═══ Data rows ═══

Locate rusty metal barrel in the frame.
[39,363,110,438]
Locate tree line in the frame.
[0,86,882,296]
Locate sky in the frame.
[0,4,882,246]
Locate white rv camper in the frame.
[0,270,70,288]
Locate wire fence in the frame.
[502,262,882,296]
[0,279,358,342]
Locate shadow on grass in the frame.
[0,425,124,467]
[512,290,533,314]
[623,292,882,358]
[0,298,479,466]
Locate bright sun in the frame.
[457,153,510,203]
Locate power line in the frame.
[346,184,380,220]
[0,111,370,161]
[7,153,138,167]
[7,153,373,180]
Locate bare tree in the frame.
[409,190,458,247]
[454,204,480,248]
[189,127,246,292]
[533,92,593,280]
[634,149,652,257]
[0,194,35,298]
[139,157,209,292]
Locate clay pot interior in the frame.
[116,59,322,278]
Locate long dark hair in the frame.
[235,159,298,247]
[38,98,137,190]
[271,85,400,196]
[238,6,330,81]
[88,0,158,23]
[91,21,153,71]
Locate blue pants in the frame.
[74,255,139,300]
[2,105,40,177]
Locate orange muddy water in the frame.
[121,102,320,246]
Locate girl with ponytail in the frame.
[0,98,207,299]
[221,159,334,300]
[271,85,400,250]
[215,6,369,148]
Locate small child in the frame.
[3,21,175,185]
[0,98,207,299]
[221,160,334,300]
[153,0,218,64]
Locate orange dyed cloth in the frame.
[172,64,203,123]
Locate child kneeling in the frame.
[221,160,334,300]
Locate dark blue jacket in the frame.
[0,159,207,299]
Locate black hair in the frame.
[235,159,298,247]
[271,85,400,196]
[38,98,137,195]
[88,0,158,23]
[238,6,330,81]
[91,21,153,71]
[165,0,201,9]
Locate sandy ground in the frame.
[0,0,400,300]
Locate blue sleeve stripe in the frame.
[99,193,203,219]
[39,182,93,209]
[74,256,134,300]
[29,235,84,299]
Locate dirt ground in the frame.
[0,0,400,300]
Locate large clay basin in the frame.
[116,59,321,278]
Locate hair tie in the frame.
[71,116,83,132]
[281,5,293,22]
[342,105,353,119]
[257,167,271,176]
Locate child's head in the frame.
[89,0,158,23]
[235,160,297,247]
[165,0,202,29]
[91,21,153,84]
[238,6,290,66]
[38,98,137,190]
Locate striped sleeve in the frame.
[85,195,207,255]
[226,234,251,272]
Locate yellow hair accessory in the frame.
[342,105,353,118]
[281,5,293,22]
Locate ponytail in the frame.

═══

Task directions »
Could you write out the lines again, from the line with "Locate dark blue jacket in the frame." up to and including the last line, keeping each request unchanged and multiplying every coordinate in the answers by 2.35, rounded to whole numbers with halves rounded up?

Answer to the exercise »
Locate dark blue jacket in the frame.
[0,374,486,703]
Locate black hair in the frame.
[552,374,700,580]
[637,200,940,461]
[89,230,322,458]
[207,0,371,54]
[559,14,776,190]
[214,49,360,167]
[388,0,472,21]
Locate sandy ground in the frame.
[0,0,940,705]
Locate blue sleeve stripe in the frame.
[233,454,477,515]
[92,428,219,491]
[174,602,315,705]
[68,552,197,703]
Locate dirt ground in the frame.
[0,0,940,705]
Locate large clay basin in the frame.
[273,139,754,653]
Locate hair tie in the frame.
[167,273,195,310]
[660,12,689,52]
[804,247,830,280]
[604,392,637,414]
Locate child's head in the frame.
[209,0,371,54]
[552,376,698,580]
[388,0,475,68]
[214,49,360,197]
[559,14,682,155]
[89,230,322,447]
Locate striped sleeve in the frame.
[200,458,486,599]
[531,550,590,639]
Locate yellow hair accessory in the frame.
[804,247,830,277]
[660,12,689,52]
Locate ponytail in the frame.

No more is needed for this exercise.